---- Source information

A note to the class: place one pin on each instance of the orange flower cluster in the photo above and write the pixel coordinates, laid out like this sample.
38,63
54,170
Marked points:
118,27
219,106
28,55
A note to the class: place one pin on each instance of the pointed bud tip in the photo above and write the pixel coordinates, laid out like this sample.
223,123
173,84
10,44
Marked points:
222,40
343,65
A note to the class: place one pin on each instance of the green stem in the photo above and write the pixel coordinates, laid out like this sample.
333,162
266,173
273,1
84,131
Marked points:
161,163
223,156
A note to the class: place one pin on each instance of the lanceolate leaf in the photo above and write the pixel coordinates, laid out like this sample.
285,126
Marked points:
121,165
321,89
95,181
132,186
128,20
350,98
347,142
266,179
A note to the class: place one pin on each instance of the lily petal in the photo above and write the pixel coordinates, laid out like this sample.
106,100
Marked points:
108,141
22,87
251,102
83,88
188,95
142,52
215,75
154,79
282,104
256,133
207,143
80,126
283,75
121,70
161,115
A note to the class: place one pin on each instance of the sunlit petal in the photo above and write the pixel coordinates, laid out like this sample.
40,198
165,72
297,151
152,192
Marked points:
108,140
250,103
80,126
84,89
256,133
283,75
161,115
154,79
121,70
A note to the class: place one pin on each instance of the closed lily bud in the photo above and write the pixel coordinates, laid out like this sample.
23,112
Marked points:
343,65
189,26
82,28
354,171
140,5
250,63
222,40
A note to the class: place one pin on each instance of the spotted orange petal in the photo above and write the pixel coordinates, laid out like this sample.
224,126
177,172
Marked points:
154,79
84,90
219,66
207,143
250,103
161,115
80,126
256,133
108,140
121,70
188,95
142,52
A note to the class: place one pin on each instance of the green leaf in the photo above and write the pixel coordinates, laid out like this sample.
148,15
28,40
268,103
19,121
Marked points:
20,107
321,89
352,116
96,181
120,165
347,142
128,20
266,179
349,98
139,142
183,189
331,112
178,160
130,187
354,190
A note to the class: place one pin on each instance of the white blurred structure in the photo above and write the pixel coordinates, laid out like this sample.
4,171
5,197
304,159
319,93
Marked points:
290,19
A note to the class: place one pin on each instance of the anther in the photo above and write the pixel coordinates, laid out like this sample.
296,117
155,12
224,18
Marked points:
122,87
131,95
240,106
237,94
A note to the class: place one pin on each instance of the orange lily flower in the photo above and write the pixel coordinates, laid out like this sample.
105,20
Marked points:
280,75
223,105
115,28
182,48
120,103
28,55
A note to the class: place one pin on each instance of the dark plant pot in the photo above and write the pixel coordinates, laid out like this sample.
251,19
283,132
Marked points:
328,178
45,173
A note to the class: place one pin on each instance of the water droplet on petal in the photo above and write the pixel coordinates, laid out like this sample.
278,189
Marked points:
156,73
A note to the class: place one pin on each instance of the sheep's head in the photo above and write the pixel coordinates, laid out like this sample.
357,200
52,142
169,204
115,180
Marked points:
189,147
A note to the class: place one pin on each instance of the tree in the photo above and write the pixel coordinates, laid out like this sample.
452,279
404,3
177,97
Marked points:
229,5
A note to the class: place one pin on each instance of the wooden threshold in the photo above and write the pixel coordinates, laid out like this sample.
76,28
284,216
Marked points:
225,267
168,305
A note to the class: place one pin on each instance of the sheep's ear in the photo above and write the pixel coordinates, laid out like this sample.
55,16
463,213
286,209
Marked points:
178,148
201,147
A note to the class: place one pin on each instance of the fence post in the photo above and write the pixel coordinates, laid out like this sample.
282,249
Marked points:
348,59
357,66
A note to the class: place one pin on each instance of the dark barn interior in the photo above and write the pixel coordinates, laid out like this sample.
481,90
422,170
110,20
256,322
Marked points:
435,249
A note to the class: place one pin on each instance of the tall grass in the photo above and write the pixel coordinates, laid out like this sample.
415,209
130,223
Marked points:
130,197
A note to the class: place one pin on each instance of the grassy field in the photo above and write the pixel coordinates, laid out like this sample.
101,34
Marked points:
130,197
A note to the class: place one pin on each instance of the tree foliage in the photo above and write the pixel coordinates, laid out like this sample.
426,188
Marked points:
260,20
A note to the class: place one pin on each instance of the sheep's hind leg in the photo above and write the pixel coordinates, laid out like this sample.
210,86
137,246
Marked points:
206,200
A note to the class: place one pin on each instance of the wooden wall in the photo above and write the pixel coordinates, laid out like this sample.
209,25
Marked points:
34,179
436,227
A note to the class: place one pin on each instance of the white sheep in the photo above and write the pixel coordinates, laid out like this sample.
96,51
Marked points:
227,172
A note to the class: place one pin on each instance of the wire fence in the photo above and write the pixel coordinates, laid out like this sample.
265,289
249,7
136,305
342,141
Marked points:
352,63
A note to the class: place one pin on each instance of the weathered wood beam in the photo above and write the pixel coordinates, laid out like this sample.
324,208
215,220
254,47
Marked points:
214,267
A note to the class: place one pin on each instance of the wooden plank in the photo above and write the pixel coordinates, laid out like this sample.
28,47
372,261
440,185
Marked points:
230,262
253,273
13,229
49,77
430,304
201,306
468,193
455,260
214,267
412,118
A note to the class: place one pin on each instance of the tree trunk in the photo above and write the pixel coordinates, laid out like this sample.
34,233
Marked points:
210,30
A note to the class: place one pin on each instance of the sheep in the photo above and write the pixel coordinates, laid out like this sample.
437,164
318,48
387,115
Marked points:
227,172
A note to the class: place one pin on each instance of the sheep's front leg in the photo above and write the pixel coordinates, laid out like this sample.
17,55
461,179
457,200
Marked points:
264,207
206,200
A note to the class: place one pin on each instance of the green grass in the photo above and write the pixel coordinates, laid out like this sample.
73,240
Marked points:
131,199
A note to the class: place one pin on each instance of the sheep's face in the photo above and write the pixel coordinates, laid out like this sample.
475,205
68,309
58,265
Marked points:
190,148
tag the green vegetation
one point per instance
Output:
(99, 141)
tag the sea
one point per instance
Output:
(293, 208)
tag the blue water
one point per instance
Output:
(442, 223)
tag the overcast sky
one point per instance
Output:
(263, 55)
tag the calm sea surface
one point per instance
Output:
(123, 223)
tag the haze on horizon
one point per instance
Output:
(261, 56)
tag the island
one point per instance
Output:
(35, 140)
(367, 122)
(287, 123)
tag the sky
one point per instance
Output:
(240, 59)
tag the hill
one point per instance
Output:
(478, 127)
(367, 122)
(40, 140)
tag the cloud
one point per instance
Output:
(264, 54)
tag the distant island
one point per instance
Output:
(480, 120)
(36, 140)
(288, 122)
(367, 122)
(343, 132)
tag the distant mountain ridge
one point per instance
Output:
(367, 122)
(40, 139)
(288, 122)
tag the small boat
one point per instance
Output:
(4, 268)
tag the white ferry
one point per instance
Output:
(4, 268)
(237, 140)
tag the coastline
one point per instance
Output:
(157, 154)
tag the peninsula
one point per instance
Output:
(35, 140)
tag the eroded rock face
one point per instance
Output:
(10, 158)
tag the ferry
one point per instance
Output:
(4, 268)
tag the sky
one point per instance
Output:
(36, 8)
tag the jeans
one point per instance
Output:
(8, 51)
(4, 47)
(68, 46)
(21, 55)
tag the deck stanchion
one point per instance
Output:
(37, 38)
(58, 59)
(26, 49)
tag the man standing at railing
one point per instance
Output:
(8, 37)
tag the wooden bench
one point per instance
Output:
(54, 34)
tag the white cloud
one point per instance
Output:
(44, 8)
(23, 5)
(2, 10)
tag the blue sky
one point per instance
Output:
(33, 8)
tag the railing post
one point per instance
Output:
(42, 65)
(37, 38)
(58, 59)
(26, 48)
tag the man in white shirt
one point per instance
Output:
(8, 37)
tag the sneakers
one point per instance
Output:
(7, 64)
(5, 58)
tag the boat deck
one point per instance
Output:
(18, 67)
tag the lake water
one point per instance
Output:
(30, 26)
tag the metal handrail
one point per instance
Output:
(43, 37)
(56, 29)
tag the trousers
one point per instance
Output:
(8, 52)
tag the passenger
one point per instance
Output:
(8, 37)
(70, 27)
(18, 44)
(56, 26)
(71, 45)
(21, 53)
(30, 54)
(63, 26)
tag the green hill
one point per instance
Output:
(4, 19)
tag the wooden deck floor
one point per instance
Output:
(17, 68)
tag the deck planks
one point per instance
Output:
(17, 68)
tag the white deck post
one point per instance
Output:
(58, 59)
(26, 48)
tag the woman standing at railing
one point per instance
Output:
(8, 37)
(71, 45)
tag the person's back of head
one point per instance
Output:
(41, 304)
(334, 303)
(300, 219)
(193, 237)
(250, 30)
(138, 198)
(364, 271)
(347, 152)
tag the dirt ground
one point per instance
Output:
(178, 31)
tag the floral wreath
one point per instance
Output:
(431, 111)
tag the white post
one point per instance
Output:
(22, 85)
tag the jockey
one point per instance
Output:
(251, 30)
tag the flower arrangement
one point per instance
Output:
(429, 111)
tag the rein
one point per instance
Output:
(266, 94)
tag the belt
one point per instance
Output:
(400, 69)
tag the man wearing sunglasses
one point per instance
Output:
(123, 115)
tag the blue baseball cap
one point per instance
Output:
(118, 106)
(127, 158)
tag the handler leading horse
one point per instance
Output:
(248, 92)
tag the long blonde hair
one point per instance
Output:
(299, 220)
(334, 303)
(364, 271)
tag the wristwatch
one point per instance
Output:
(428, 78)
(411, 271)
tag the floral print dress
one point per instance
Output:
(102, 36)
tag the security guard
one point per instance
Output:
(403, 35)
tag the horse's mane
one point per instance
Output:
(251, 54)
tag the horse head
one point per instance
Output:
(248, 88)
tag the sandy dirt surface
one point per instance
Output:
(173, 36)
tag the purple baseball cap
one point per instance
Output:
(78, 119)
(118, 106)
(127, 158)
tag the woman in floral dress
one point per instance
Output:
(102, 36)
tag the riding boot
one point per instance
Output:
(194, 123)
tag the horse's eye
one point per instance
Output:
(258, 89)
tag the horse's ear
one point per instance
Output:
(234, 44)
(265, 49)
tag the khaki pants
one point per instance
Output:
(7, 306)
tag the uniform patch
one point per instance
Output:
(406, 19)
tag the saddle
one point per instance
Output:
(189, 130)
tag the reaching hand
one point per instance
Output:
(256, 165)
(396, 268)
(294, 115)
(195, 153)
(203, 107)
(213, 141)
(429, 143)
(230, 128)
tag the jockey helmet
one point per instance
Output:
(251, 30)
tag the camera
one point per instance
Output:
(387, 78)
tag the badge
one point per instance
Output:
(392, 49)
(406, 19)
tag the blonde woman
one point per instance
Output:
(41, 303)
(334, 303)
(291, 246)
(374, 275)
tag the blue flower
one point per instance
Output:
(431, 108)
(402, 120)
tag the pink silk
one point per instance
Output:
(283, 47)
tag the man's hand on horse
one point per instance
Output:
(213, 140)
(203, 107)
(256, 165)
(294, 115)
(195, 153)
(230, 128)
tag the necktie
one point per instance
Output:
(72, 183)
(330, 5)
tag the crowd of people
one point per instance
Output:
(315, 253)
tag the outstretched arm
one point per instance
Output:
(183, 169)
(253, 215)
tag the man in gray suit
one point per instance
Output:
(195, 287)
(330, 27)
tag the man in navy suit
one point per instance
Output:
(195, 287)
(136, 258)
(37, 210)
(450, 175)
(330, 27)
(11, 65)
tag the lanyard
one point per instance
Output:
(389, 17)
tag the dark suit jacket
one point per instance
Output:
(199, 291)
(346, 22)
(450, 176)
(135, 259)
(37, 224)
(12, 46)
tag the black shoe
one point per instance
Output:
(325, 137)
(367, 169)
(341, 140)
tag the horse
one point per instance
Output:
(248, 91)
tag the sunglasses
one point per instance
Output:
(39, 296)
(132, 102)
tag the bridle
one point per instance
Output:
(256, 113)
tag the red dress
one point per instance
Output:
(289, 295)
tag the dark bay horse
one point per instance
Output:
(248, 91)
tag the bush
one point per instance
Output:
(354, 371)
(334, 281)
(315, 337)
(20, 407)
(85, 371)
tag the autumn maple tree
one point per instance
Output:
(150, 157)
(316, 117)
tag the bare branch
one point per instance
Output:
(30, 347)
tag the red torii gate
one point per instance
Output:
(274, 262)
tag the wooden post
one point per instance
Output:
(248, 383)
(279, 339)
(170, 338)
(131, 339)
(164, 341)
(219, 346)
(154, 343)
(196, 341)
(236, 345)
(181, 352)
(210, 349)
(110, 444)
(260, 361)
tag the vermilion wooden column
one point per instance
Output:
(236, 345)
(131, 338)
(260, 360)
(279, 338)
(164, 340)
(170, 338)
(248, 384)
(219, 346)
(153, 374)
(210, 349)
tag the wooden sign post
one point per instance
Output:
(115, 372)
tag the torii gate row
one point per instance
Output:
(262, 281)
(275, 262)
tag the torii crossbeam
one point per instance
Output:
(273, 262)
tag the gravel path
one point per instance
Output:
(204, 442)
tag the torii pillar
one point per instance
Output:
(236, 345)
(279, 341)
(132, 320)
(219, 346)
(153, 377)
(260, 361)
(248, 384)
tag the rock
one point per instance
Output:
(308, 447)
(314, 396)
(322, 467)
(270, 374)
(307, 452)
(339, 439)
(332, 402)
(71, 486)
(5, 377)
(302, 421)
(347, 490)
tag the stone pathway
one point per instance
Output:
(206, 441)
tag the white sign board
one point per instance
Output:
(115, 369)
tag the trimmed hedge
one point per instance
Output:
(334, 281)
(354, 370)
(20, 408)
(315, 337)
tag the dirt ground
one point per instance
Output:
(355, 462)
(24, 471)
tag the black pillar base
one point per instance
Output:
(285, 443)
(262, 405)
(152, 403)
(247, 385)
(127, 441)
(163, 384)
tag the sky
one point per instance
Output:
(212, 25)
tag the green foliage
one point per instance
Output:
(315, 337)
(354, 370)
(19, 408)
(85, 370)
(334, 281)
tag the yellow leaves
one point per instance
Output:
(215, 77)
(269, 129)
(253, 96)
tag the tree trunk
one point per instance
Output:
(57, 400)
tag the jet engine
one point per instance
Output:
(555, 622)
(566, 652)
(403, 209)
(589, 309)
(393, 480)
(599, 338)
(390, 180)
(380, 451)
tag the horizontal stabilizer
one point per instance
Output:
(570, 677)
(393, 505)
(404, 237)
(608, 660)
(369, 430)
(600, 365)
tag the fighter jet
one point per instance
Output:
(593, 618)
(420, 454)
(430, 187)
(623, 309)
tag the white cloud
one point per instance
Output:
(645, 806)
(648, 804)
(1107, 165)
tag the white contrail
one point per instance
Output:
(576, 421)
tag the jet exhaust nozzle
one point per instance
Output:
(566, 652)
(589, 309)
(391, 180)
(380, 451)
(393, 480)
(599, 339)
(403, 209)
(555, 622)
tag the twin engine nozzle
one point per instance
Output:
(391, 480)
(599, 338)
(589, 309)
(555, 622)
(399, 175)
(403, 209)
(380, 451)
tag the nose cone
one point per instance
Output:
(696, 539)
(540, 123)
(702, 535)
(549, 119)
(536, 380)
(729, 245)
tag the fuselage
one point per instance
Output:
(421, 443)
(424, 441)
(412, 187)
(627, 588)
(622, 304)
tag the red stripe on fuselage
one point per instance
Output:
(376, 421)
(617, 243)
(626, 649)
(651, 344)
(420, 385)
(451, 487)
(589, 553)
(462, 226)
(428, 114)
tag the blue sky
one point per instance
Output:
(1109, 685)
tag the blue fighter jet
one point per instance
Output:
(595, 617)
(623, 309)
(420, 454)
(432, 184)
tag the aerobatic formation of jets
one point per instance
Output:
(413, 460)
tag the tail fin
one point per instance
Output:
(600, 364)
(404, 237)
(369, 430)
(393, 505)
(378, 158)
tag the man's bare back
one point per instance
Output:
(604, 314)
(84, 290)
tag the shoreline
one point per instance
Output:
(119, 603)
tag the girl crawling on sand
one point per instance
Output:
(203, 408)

--------

Work to be completed: Scan the entries above and show each line that contains the word "sign".

Written solution:
tag the wooden sign post
tag the white sign board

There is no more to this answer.